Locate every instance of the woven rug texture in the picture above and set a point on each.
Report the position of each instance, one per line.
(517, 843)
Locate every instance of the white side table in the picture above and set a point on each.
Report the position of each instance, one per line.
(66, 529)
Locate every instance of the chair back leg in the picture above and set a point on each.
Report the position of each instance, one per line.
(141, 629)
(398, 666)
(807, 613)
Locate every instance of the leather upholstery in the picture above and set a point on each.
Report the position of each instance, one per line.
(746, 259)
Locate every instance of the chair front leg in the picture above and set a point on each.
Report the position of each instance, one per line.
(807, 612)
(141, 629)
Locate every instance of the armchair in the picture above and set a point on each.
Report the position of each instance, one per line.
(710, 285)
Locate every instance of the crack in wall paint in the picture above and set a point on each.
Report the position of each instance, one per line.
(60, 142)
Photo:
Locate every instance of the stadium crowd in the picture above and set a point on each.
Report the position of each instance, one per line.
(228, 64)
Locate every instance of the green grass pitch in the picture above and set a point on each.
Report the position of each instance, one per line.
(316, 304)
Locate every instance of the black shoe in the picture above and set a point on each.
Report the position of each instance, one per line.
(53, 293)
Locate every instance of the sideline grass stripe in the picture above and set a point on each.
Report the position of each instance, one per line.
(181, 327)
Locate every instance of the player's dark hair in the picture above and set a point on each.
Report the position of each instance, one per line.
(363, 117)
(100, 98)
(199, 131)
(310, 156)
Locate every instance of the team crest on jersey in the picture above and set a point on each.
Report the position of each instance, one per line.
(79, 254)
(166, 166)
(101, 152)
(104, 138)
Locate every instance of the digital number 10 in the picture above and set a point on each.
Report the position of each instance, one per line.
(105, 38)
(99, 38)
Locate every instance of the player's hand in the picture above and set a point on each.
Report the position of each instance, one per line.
****************
• [WHAT IS ASKED] Print all of the entries above word for word, keeping their original order.

• [EXERCISE RESULT]
Locate every instance of the woven rug texture in the picture above and set a point on each.
Report the position of each instance, one per line.
(517, 843)
Locate every instance of the white side table in the picture above and set a point on each.
Report the position of each instance, one per line.
(66, 529)
Locate every instance of the chair back leg in the picture above and set a point on each.
Report the position of each instance, one per line.
(141, 629)
(398, 666)
(807, 613)
Locate every instance of the leather upholstery in the picture above and set a point on each.
Report the position of each instance, one per line.
(746, 259)
Locate every instance of the chair front leg in the picture above and set a point on each.
Report the position of each instance, one per line.
(807, 612)
(141, 629)
Locate every instance of the armchair in the picture above and set a point on each.
Report the position of each instance, one per line.
(710, 285)
Locate every instance of the crack in wall paint in the picture above and set a point on each.
Report the position of each instance, one per line.
(60, 142)
Photo:
Locate every instance of the stadium crowd in the picture above and set a point on each.
Report the position of each instance, one per line.
(228, 64)
Locate every instance of the green grass pitch in the picture above and set a point on each.
Report the position of each instance, one per line.
(316, 304)
Locate every instance of the black shoe in the picture above and set a point on each.
Report the position of each instance, one per line.
(53, 293)
Locate every instance of the sideline grass stripe in the picture above and set a point on each.
Report the position of each instance, one per line.
(181, 327)
Locate every instance of the player's dark hair in the picture above and set a point on each.
Report the position of each instance, one per line.
(363, 117)
(100, 98)
(199, 131)
(310, 156)
Locate every instance of the team crest on jersey in the picture above and set a point on each.
Report the position of each instance, one per line.
(79, 254)
(166, 166)
(101, 152)
(104, 138)
Locate every instance of the digital number 10 in the picture above and set a point on each.
Report the position of each instance, one per line.
(105, 38)
(99, 38)
Locate every instance of the player's hand in the picture above and set a point on each.
Report the position of each instance, one per line.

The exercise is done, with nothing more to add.